_Text block_
Segment Open

A staggering sight was photographed on Saturday, September 27 as biologists witnessed roughly 35,000 Pacific walruses gathered on the shore about five miles north of Point Lay, Alaska.

(Corey Accardo, AP/NOAA)

The National Oceanic and Atmospheric Administration conducted the survey, and the amount of walruses was over triple the amount seen in the same area this time last year. In September of 2013, the number of walruses observed near Point Lay was estimated to be between 8,000 and 10,000.

(Corey Accardo, AP/NOAA)

The drastic increase in resting walrus numbers is a grave concern, as it is probable that climate change is responsible. A decrease in the amount of floating ice in the Chukchi Sea has forced more walruses to find rest on dry land. "The massive concentration of walruses onshore - when they should be scattered broadly in ice-covered waters - is just one example of the impacts of climate change on the distribution of marine species in the Arctic," said Margaret Williams, the director of the World Wildlife Fund's Arctic program, in a statement to the Associated Press. "The walruses are telling us what the polar bears have told us and what many indigenous people have told us in the high Arctic, and that is that the Arctic environment is changing extremely rapidly and it is time for the rest of the world to take notice and also to take action to address the root causes of climate change."

Segment Closed

_Supplied entries_
Segment Open

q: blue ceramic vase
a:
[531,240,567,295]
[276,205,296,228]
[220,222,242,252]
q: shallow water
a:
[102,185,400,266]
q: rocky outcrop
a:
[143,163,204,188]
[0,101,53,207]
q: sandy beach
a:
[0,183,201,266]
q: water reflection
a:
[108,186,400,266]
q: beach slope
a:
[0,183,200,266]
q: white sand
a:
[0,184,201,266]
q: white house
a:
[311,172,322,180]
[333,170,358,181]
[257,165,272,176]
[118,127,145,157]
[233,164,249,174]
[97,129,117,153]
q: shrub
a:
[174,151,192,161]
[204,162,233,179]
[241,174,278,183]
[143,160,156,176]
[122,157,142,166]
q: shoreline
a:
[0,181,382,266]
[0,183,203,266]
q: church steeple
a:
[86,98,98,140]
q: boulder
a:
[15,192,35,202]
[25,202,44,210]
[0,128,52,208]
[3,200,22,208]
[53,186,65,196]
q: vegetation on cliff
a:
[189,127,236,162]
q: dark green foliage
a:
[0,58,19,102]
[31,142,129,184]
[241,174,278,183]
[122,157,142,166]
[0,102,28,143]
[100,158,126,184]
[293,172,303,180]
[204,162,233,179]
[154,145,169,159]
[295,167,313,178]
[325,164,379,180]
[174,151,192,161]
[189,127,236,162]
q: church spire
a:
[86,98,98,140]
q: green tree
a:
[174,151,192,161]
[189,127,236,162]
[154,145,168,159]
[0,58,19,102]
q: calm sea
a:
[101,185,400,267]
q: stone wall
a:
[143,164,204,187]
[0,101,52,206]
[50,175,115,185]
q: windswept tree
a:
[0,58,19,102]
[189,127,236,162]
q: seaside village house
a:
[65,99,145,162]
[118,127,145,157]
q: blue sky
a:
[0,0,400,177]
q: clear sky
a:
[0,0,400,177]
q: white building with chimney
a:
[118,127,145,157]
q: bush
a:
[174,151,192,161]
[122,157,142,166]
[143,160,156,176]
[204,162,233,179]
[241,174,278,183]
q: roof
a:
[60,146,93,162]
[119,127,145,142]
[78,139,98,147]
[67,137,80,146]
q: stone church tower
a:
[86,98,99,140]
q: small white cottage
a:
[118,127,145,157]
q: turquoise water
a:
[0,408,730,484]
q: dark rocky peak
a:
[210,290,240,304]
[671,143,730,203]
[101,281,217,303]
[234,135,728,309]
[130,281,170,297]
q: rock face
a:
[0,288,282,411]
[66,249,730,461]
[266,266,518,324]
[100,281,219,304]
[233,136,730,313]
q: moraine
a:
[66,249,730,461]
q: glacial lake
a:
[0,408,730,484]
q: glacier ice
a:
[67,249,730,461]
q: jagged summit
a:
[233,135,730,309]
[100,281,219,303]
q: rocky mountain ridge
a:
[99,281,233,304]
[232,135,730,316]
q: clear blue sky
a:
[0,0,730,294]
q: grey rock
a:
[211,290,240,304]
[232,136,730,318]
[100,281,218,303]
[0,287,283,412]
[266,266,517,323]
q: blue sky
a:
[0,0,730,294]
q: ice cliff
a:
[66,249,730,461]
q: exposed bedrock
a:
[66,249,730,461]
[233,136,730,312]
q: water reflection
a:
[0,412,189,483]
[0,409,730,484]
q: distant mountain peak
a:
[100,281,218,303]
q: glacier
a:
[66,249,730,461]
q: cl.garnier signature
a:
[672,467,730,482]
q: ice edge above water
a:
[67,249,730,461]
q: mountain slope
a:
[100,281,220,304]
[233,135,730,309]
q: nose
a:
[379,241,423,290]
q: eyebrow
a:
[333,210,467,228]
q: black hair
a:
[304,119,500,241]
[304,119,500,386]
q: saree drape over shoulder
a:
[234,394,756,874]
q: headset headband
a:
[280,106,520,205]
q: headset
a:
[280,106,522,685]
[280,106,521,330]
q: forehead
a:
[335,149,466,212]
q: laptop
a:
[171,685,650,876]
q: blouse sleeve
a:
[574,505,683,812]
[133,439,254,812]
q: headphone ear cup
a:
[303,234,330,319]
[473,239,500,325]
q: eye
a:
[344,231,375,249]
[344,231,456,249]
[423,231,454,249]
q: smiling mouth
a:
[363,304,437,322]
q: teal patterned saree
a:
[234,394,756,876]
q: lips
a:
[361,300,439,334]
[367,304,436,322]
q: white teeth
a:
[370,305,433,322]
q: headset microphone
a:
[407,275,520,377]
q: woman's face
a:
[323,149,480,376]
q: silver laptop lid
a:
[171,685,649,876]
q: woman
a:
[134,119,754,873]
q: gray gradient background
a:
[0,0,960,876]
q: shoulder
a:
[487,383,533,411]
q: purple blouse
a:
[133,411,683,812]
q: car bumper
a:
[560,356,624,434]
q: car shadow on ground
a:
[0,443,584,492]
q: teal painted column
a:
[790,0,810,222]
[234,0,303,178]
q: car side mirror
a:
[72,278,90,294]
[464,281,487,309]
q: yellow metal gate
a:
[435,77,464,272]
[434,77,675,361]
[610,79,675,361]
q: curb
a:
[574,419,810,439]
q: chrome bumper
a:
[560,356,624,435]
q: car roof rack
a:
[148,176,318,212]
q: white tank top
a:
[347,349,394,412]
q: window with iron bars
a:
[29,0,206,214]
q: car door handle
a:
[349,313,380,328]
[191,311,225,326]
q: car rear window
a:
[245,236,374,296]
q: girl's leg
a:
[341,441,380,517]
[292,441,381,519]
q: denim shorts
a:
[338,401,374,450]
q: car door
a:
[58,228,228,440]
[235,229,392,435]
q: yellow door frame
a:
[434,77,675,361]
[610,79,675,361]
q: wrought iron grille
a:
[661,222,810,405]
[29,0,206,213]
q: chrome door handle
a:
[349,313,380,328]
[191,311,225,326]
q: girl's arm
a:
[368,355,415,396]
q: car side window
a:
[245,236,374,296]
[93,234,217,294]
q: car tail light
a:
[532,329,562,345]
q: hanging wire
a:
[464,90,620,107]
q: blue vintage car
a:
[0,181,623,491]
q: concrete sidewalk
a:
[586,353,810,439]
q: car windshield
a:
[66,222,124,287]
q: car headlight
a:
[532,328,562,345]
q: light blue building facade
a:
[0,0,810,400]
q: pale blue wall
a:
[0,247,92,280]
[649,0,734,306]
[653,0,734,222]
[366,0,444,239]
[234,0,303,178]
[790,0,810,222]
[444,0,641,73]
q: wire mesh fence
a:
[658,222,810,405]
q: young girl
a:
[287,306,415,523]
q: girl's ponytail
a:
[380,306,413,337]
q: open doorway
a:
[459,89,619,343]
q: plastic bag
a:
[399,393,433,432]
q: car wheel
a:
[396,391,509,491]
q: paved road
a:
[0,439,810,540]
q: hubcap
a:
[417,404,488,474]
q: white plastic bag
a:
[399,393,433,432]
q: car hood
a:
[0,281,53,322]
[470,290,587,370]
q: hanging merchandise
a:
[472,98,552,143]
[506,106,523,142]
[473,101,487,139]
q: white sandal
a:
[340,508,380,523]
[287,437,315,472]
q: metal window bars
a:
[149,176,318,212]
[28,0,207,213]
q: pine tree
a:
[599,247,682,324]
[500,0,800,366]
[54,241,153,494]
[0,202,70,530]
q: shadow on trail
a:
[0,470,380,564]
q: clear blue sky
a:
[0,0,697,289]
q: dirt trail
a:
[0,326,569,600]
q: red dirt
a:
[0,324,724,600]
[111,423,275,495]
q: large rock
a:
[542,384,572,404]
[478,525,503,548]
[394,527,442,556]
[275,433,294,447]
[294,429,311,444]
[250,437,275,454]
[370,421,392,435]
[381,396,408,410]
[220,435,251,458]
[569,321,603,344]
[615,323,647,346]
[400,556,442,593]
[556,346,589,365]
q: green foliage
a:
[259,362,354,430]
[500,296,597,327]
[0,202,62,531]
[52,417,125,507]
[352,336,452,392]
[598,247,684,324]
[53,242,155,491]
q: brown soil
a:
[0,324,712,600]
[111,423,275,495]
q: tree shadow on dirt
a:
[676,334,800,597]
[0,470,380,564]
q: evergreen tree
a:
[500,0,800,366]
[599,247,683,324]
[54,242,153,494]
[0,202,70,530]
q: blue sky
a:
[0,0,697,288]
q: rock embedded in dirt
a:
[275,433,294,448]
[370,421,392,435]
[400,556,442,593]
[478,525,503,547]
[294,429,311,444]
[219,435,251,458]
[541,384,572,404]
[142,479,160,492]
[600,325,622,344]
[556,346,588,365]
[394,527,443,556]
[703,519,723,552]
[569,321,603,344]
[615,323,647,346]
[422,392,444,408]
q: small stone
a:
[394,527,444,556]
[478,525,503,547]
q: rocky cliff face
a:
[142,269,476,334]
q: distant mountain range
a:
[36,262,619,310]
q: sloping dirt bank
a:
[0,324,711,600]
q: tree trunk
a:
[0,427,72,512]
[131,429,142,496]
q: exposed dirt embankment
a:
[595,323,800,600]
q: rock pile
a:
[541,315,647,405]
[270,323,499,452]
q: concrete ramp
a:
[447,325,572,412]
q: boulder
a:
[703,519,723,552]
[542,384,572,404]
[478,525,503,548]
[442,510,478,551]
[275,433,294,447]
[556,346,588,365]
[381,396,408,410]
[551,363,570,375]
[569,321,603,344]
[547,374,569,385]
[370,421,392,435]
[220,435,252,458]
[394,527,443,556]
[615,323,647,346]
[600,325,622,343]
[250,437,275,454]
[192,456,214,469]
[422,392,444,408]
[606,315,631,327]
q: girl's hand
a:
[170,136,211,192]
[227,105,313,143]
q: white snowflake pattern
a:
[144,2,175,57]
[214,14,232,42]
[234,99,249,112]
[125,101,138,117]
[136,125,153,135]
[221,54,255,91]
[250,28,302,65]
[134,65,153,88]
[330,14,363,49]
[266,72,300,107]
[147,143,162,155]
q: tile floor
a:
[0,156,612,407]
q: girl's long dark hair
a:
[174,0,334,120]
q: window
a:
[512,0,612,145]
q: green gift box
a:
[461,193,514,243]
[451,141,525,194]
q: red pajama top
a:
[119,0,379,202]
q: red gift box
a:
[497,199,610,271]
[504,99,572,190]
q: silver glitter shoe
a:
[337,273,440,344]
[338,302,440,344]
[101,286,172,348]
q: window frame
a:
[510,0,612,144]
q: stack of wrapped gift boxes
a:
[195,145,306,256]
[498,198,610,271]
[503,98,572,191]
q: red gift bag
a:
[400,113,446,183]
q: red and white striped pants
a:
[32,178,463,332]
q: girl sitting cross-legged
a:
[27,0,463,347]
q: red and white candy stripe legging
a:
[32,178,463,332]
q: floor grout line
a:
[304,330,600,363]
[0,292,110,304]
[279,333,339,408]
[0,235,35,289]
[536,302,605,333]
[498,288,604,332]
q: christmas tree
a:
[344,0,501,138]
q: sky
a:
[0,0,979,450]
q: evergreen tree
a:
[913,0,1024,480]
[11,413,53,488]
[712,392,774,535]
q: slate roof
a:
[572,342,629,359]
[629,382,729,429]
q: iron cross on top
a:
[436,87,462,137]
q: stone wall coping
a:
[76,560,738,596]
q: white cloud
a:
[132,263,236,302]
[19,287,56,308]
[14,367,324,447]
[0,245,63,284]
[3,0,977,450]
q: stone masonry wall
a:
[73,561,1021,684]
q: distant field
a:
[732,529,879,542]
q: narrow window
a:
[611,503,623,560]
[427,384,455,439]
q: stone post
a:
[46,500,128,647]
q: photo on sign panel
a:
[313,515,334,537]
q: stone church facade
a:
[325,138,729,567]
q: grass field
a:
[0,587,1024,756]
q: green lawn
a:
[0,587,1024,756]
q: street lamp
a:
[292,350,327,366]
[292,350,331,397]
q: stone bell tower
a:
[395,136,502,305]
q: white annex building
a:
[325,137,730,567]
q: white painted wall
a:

Segment Closed

_Task requirements_
In the walrus text, what has pushed more walruses to rest on dry land?

_Reply_
A decrease in the amount of floating ice in the Chukchi Sea.